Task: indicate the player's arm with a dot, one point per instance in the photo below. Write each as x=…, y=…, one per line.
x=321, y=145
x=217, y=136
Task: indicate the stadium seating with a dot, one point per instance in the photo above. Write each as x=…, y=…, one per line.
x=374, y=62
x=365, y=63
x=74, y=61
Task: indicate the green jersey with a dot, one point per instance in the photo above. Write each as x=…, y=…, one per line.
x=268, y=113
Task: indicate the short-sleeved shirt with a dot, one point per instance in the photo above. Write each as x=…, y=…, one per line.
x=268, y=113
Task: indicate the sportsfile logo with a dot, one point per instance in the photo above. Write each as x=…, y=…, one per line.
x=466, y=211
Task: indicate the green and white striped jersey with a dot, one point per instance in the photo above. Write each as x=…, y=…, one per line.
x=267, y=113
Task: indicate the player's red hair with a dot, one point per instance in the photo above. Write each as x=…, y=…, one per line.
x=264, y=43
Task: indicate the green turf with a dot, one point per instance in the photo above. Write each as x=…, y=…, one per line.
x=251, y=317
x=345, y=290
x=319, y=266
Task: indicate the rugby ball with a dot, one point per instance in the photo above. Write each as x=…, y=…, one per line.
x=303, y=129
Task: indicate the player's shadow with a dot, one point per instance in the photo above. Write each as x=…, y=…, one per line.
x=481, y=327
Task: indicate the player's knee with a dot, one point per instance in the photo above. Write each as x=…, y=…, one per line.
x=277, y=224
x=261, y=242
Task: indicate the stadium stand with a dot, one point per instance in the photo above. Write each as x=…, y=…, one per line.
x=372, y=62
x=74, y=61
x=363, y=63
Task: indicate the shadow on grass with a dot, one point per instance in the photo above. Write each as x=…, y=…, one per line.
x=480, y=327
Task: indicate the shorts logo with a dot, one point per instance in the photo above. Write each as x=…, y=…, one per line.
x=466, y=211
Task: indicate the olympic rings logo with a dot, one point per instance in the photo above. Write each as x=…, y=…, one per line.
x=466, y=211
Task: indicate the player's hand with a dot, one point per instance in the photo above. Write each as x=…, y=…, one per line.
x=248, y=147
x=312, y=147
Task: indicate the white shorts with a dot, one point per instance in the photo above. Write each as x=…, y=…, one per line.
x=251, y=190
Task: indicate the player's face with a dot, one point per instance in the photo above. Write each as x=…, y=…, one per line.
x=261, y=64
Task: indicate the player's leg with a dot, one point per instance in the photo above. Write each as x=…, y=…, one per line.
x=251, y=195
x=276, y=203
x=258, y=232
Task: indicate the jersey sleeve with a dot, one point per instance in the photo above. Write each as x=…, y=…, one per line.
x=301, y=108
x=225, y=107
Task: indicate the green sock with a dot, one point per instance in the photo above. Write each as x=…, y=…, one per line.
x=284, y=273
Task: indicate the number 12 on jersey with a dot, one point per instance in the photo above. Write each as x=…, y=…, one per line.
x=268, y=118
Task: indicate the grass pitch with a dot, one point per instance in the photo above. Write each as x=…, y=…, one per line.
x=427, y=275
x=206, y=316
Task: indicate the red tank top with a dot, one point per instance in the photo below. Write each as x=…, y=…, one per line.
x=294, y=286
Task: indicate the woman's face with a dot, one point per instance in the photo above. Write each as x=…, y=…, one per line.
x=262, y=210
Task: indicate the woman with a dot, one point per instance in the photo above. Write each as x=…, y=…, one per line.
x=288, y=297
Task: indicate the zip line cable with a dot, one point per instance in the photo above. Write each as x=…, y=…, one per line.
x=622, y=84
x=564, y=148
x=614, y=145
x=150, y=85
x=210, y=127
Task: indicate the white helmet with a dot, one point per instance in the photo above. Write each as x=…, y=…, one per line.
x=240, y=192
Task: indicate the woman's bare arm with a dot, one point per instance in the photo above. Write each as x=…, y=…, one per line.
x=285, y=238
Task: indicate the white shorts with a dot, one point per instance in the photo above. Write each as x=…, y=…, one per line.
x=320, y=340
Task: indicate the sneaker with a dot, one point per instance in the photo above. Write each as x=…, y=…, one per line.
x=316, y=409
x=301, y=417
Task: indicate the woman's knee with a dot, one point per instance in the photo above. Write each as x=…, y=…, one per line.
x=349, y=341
+ + + + +
SHORT TASK: Restate each entry exactly, skipping none.

RESPONSE TO THE EXERCISE:
Task: indicate the player's arm with a dot, one point per instance in the photo below. Write each as x=…, y=…, one per line.
x=321, y=145
x=217, y=136
Task: indicate the stadium seating with a dot, one point per instance in the photo above. Write each as x=…, y=…, one per line.
x=374, y=62
x=365, y=63
x=74, y=61
Task: indicate the green jersey with a dot, one point per instance in the photo above. Write each as x=…, y=…, one per line.
x=268, y=113
Task: indicate the short-sleeved shirt with a dot, one point per instance in the photo above. Write each as x=…, y=…, one per line.
x=268, y=113
Task: indicate the sportsfile logo with a dot, one point per instance in the photo above. Write each as x=…, y=…, one per line.
x=466, y=211
Task: indicate the green and white striped jersey with a dot, one point per instance in the photo above. Write each as x=…, y=…, one per line.
x=267, y=113
Task: indicate the player's red hair with a dot, one point per instance in the photo above. Write each as x=…, y=…, one per line.
x=264, y=43
Task: indicate the green turf with a dot, one point per instance in the photo above. Write each as x=…, y=…, one per line.
x=251, y=317
x=345, y=290
x=319, y=266
Task: indicate the rugby ball with a dot, one point per instance in the photo above. Write each as x=…, y=…, one per line.
x=303, y=129
Task: indicate the player's shadow with a dot, one point per instance in the photo above. Write each as x=…, y=…, one per line.
x=481, y=327
Task: indicate the player's knee with a dot, one point per instance in the photo above. Write each as x=…, y=…, one per line.
x=277, y=224
x=261, y=242
Task: indicate the stadium stand with a dot, one point per instance in the photo above. Write each as x=…, y=…, one per line.
x=372, y=62
x=74, y=61
x=363, y=63
Task: indicate the shadow on grass with a dot, one point per instance in the photo above. Write each as x=…, y=…, one per line.
x=480, y=327
Task: indicate the shorts logo with a dot, one point per instance in the photo above. Write each as x=…, y=…, one per line.
x=466, y=211
Task: indicate the olympic rings logo with a dot, one point per instance in the photo above. Write each as x=…, y=…, one per line.
x=466, y=211
Task: indicate the player's hand with a dot, one point per instance in the photo above. Write each as x=…, y=…, one per line.
x=248, y=147
x=312, y=147
Task: indicate the white shorts with a dot, one point per instance in the photo above. Write each as x=…, y=…, one per line.
x=251, y=190
Task: indicate the player's face with a dot, one point per instance in the photo above. Write each as x=…, y=…, one per line.
x=261, y=64
Task: indicate the player's leg with a dot, one point per instance in the photo above. Write each as x=…, y=…, one per line.
x=251, y=195
x=276, y=203
x=258, y=232
Task: indicate the jersey sleeve with a dot, one point per instance in the photo above. Write each as x=…, y=…, one per line.
x=301, y=108
x=225, y=107
Task: indicate the green sock with a dot, one point per instance in the photo above. Write each as x=…, y=…, one per line.
x=284, y=273
Task: indicate the number 12 on jersey with a dot, one point per instance in the photo above. Write each as x=…, y=…, one per line.
x=268, y=118
Task: indicate the grass pitch with a dot, one point per instance in the photo above. Write each as x=…, y=…, one per line.
x=427, y=275
x=206, y=316
Task: indicate the red tank top with a dot, one point per instance in the photo below. Write each as x=…, y=…, one per line.
x=294, y=286
Task: indicate the woman's face with a dot, one point per instance in the photo above. Write each as x=…, y=…, one per line.
x=262, y=210
Task: indicate the woman with a dot, one point per instance in the photo above. Write each as x=…, y=…, one per line.
x=288, y=297
Task: indicate the zip line cable with a dot, one point per instance in the photo above. Write each as x=…, y=…, one per line.
x=622, y=84
x=564, y=148
x=614, y=145
x=150, y=85
x=210, y=127
Task: indicate the white helmet with a dot, one point per instance in the photo above. Write each as x=…, y=…, one per line.
x=240, y=192
Task: indicate the woman's bare arm with a dot, one point per instance in the photo above. Write each as x=…, y=…, one per line.
x=285, y=238
Task: indicate the white shorts with a dot, one point per instance in the photo above. Write each as x=…, y=…, one per line.
x=320, y=340
Task: indicate the sneaker with a dot, one point per instance in the photo above. Write each as x=…, y=…, one per line.
x=316, y=409
x=301, y=417
Task: indicate the woman's knee with a dot, one point per instance in the photo above. Write each as x=…, y=…, one per line.
x=349, y=341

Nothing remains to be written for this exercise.